──────── Document text
We’re finally settling in here, coming up on 6 weeks after our big move.  And, while we’re getting used to the new normal–stores, working electricity, no bugs (and therefore, an almost-vacuum of sound at night), a sense of being definitively bounded by four walls (not the sky as one, the ocean as the other three)–I’m still feeling a bit disoriented.  But, I just plugging away, and doing what needs to be done; sort of the same thing over and over, day in and day out.  That’s how I’m coping with all this change.  Kind of sounds just like getting sober, eh?

This move has been challenging, to say the least.  Who am I here?  Who are we?  And, am I still sober or do I just not drink?  I guess I’m sort of  on autopilot at the moment, and with that, some of my old “character defects”–feeling restless and irritable, desperately not wanting to “miss out”–crop up.  I don’t feel like I can relax, or let go of the reins, and therefore, my dreams, and my sense of humor, and my romanticism are sort of dwindling.

I know it’s all got to come back once we find our way, but I must say, once in a while, out of boredom and restlessness (I feel so boring sometimes, especially if I don’t write or dissolve into a slightly more magical reality), I do wonder if I can drink again?  Like, it’s been so long, can’t I…improve this mood, make me funny, and young, and sexy again?  NOT!  I know it’s just a fleeting thought, but I still have it and others like it once in a while–especially under stress, or while I’m PMSing.

Lately, I’ve been stuck in the past–and, angry about it as well as confused as to how I actually have a past (haha)!   First up, I’ve been ruminating on friends who I feel just don’t get the new me–I know it’s been years since I got up, got sober, and went my own way, but I wonder, WHAT do they think happened to me?  Like, these were good friends, but friends who never bothered to ask me, so, you quit drinking, moved to an island, and…what happened?  Why did you do that?  How did you fare?  What’s your life been like?  Who ARE you now?  And, now that I’ve moved to a totally wacky-choice place (it’s a place I never would’ve imagined I would live)–not ONE of these so-called friends has inquired at all.  Maybe they never cared, or maybe we just fell out of touch as our lives moved on.  Maybe probably I was bad keeping in touch; yet, they KNEW of my drinking problem, and how much emotional trauma I had put myself (and them) through–so, I get tired of making excuses for them.  The street goes both ways, it really does, and after a while, I think you just have to truly, finally let old “friends” go and make new ones.
────────────────
──────── Data lines
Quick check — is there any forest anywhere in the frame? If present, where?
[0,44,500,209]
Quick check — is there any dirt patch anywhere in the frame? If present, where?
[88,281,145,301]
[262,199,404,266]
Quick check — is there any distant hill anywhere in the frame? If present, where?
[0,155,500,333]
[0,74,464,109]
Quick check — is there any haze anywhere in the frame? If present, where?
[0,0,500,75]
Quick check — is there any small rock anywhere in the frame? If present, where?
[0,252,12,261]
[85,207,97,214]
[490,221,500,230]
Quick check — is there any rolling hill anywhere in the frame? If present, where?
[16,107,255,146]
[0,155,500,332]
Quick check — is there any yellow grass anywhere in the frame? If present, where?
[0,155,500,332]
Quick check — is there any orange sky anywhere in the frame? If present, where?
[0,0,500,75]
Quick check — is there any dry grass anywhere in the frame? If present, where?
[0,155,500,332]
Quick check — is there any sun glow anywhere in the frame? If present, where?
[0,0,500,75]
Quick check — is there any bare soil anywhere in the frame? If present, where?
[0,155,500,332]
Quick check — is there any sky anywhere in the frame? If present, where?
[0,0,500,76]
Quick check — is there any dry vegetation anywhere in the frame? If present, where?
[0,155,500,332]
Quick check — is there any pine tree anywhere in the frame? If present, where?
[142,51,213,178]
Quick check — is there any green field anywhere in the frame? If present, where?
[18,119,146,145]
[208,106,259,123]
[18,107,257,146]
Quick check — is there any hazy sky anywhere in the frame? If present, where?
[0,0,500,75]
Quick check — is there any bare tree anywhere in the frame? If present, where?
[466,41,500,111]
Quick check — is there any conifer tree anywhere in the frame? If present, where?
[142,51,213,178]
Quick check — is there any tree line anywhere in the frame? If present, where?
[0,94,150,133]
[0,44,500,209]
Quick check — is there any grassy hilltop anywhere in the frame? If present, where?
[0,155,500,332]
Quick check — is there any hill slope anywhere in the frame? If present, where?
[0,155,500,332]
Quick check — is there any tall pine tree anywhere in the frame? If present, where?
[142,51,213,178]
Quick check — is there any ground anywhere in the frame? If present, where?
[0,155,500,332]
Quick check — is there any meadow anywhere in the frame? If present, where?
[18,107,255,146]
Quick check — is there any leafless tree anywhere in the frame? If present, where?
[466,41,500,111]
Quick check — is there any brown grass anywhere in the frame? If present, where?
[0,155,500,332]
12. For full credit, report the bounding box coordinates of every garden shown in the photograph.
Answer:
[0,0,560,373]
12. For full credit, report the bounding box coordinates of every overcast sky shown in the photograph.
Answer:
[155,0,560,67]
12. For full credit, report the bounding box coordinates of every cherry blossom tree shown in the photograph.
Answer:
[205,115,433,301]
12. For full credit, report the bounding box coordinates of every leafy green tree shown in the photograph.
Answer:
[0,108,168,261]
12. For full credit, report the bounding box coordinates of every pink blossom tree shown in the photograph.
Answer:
────────────────
## Goal 1
Repeat word for word the part of the passage about sobriety after the move that starts with "We’re finally settling" and goes on through "getting sober, eh?".
## Goal 2
In the passage about sobriety after the move, which things does the writer say are dwindling while feeling unable to relax or let go of the reins? List them all.
The detection material stands apart from the passage about sobriety after the move.

## Correct response 1
We’re finally settling in here, coming up on 6 weeks after our big move.  And, while we’re getting used to the new normal–stores, working electricity, no bugs (and therefore, an almost-vacuum of sound at night), a sense of being definitively bounded by four walls (not the sky as one, the ocean as the other three)–I’m still feeling a bit disoriented.  But, I just plugging away, and doing what needs to be done; sort of the same thing over and over, day in and day out.  That’s how I’m coping with all this change.  Kind of sounds just like getting sober, eh?

## Correct response 2
- dreams
- sense of humor
- romanticism